Extracted data:
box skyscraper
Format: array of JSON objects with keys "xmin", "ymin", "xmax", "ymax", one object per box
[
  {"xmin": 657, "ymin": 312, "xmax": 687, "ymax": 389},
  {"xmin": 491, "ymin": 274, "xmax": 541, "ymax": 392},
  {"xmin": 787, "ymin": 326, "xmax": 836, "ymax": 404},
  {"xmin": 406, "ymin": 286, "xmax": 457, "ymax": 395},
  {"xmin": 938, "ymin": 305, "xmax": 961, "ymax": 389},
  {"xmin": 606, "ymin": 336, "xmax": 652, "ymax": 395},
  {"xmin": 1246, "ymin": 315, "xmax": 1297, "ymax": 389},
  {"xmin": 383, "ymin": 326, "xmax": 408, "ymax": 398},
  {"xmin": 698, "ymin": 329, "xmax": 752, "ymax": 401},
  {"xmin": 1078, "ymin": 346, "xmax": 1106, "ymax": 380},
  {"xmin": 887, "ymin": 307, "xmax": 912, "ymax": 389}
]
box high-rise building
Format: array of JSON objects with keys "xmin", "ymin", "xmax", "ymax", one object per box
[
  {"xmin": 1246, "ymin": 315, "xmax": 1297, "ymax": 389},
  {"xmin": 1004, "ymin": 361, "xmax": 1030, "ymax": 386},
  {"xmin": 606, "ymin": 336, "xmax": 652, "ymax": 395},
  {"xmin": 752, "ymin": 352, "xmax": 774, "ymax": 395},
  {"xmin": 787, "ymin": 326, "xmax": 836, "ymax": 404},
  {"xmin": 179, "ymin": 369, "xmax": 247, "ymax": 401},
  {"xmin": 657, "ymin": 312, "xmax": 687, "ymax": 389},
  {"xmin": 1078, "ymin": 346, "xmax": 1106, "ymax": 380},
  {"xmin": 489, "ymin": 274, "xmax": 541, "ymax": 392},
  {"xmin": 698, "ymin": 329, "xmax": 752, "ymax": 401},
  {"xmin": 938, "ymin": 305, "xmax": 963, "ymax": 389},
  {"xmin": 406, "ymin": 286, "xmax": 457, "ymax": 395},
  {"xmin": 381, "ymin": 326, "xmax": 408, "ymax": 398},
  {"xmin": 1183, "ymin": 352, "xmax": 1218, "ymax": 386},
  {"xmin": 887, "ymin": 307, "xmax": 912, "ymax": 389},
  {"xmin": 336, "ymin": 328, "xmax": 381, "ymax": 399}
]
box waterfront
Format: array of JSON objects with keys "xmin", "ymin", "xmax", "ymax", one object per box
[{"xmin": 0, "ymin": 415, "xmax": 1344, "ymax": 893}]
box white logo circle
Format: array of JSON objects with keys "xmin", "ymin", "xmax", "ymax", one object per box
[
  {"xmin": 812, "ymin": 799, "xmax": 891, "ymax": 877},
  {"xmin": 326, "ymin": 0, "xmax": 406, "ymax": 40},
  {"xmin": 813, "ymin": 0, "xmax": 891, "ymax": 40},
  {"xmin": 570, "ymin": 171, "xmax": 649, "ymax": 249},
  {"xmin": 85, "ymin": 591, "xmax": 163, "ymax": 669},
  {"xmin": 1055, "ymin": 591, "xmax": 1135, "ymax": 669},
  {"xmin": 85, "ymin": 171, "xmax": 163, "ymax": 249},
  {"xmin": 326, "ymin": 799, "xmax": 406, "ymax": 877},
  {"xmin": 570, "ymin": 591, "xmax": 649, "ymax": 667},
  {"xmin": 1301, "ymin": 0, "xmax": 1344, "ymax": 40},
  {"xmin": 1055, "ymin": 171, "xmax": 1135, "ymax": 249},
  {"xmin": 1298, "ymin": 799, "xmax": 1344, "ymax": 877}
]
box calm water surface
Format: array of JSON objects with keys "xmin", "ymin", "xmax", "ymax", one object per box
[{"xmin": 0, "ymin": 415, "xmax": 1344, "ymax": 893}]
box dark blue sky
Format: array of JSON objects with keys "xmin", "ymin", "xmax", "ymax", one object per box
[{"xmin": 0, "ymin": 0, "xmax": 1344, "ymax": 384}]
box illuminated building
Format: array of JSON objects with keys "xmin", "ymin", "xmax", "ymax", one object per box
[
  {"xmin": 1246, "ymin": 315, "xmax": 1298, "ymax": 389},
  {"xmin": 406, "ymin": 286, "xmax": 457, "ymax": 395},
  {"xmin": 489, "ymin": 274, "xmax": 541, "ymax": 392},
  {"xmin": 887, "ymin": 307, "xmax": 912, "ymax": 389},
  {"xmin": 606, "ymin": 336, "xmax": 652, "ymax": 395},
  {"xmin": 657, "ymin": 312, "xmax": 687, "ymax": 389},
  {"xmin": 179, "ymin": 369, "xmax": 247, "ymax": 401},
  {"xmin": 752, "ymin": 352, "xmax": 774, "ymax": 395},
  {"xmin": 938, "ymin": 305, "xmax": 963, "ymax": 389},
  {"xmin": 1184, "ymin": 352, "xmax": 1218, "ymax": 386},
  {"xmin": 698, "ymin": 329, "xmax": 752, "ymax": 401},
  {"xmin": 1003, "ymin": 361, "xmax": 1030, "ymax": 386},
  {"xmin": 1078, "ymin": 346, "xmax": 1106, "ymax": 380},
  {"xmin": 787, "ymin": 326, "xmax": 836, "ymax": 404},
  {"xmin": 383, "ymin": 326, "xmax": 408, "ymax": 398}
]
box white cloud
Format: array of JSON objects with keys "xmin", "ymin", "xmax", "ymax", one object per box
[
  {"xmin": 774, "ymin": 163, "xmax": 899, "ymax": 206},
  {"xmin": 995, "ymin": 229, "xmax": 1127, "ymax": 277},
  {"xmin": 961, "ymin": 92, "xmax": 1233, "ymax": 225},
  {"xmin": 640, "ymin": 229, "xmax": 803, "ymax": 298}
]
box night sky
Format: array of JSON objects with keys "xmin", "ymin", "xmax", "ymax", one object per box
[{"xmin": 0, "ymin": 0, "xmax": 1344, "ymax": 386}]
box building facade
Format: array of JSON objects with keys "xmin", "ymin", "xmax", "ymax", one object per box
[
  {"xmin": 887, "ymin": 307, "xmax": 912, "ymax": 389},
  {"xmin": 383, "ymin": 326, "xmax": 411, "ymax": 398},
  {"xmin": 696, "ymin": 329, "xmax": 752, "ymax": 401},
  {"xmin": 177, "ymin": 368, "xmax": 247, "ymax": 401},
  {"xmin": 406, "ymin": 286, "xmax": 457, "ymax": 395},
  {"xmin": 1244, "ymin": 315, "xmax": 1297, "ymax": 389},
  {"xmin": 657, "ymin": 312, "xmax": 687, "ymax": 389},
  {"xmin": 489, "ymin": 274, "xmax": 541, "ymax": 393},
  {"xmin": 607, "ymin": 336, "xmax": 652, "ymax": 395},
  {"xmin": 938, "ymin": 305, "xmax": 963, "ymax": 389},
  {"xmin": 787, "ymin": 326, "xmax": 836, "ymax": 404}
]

What is asked:
Extract every line of the material above and reproduce each one verbatim, in its original order.

Exercise result:
box skyscraper
Format: array of JSON objects with keys "xmin", "ymin", "xmax", "ymax", one object per box
[
  {"xmin": 657, "ymin": 312, "xmax": 687, "ymax": 389},
  {"xmin": 491, "ymin": 274, "xmax": 541, "ymax": 392},
  {"xmin": 787, "ymin": 326, "xmax": 836, "ymax": 404},
  {"xmin": 406, "ymin": 286, "xmax": 457, "ymax": 395},
  {"xmin": 938, "ymin": 305, "xmax": 961, "ymax": 389},
  {"xmin": 606, "ymin": 336, "xmax": 652, "ymax": 395},
  {"xmin": 1246, "ymin": 315, "xmax": 1297, "ymax": 389},
  {"xmin": 383, "ymin": 326, "xmax": 408, "ymax": 398},
  {"xmin": 698, "ymin": 329, "xmax": 752, "ymax": 401},
  {"xmin": 1078, "ymin": 346, "xmax": 1106, "ymax": 380},
  {"xmin": 887, "ymin": 307, "xmax": 912, "ymax": 389}
]
box high-rise building
Format: array of JSON objects with keys "xmin", "ymin", "xmax", "ymax", one object per box
[
  {"xmin": 1246, "ymin": 315, "xmax": 1297, "ymax": 389},
  {"xmin": 1004, "ymin": 361, "xmax": 1030, "ymax": 386},
  {"xmin": 606, "ymin": 336, "xmax": 652, "ymax": 395},
  {"xmin": 752, "ymin": 352, "xmax": 774, "ymax": 395},
  {"xmin": 787, "ymin": 326, "xmax": 836, "ymax": 404},
  {"xmin": 179, "ymin": 369, "xmax": 247, "ymax": 401},
  {"xmin": 657, "ymin": 312, "xmax": 687, "ymax": 389},
  {"xmin": 1078, "ymin": 346, "xmax": 1106, "ymax": 380},
  {"xmin": 489, "ymin": 274, "xmax": 541, "ymax": 392},
  {"xmin": 698, "ymin": 329, "xmax": 752, "ymax": 401},
  {"xmin": 938, "ymin": 305, "xmax": 963, "ymax": 389},
  {"xmin": 406, "ymin": 286, "xmax": 457, "ymax": 395},
  {"xmin": 381, "ymin": 326, "xmax": 408, "ymax": 398},
  {"xmin": 1183, "ymin": 352, "xmax": 1218, "ymax": 386},
  {"xmin": 887, "ymin": 307, "xmax": 912, "ymax": 389},
  {"xmin": 336, "ymin": 328, "xmax": 381, "ymax": 399}
]
box waterfront
Format: array of JSON objects with keys "xmin", "ymin", "xmax", "ymax", one object per box
[{"xmin": 0, "ymin": 415, "xmax": 1344, "ymax": 893}]
box white logo circle
Format: array of JSON objects with keys "xmin", "ymin", "xmax", "ymax", one object per box
[
  {"xmin": 812, "ymin": 799, "xmax": 891, "ymax": 877},
  {"xmin": 326, "ymin": 0, "xmax": 406, "ymax": 40},
  {"xmin": 813, "ymin": 0, "xmax": 891, "ymax": 40},
  {"xmin": 570, "ymin": 171, "xmax": 649, "ymax": 249},
  {"xmin": 85, "ymin": 591, "xmax": 163, "ymax": 669},
  {"xmin": 1055, "ymin": 591, "xmax": 1135, "ymax": 669},
  {"xmin": 85, "ymin": 171, "xmax": 163, "ymax": 249},
  {"xmin": 326, "ymin": 799, "xmax": 406, "ymax": 877},
  {"xmin": 570, "ymin": 591, "xmax": 649, "ymax": 667},
  {"xmin": 1301, "ymin": 0, "xmax": 1344, "ymax": 40},
  {"xmin": 1055, "ymin": 171, "xmax": 1135, "ymax": 249},
  {"xmin": 1298, "ymin": 799, "xmax": 1344, "ymax": 877}
]
box calm water surface
Format: array of JSON objects with keys "xmin", "ymin", "xmax", "ymax", one object per box
[{"xmin": 0, "ymin": 415, "xmax": 1344, "ymax": 893}]
box dark blue sky
Format: array of JSON objects with keys "xmin", "ymin", "xmax", "ymax", one object per box
[{"xmin": 0, "ymin": 0, "xmax": 1344, "ymax": 384}]
box illuminated building
Format: array of JSON objects with keys "xmin", "ymin", "xmax", "ymax", one object per box
[
  {"xmin": 1246, "ymin": 315, "xmax": 1298, "ymax": 389},
  {"xmin": 406, "ymin": 286, "xmax": 457, "ymax": 395},
  {"xmin": 489, "ymin": 274, "xmax": 541, "ymax": 392},
  {"xmin": 887, "ymin": 307, "xmax": 912, "ymax": 389},
  {"xmin": 606, "ymin": 336, "xmax": 652, "ymax": 395},
  {"xmin": 657, "ymin": 312, "xmax": 687, "ymax": 389},
  {"xmin": 179, "ymin": 369, "xmax": 247, "ymax": 401},
  {"xmin": 752, "ymin": 352, "xmax": 774, "ymax": 395},
  {"xmin": 938, "ymin": 305, "xmax": 963, "ymax": 389},
  {"xmin": 1184, "ymin": 352, "xmax": 1218, "ymax": 386},
  {"xmin": 698, "ymin": 329, "xmax": 752, "ymax": 401},
  {"xmin": 1003, "ymin": 361, "xmax": 1030, "ymax": 386},
  {"xmin": 1078, "ymin": 346, "xmax": 1106, "ymax": 380},
  {"xmin": 787, "ymin": 326, "xmax": 836, "ymax": 404},
  {"xmin": 383, "ymin": 326, "xmax": 408, "ymax": 398}
]
box white cloud
Format: array of JSON objects with keys "xmin", "ymin", "xmax", "ymax", one object per box
[
  {"xmin": 774, "ymin": 163, "xmax": 899, "ymax": 206},
  {"xmin": 995, "ymin": 229, "xmax": 1127, "ymax": 277},
  {"xmin": 961, "ymin": 92, "xmax": 1233, "ymax": 225},
  {"xmin": 640, "ymin": 229, "xmax": 803, "ymax": 298}
]
box night sky
Format: array of JSON objects with keys "xmin", "ymin", "xmax", "ymax", one object per box
[{"xmin": 0, "ymin": 0, "xmax": 1344, "ymax": 386}]
box building facade
Format: array of JSON objects with keys "xmin", "ymin", "xmax", "ymax", one object per box
[
  {"xmin": 887, "ymin": 307, "xmax": 912, "ymax": 389},
  {"xmin": 383, "ymin": 326, "xmax": 411, "ymax": 398},
  {"xmin": 696, "ymin": 329, "xmax": 752, "ymax": 401},
  {"xmin": 177, "ymin": 368, "xmax": 247, "ymax": 401},
  {"xmin": 406, "ymin": 286, "xmax": 457, "ymax": 395},
  {"xmin": 1244, "ymin": 315, "xmax": 1297, "ymax": 389},
  {"xmin": 657, "ymin": 312, "xmax": 687, "ymax": 389},
  {"xmin": 489, "ymin": 274, "xmax": 541, "ymax": 393},
  {"xmin": 607, "ymin": 336, "xmax": 652, "ymax": 395},
  {"xmin": 938, "ymin": 305, "xmax": 963, "ymax": 389},
  {"xmin": 787, "ymin": 326, "xmax": 836, "ymax": 404}
]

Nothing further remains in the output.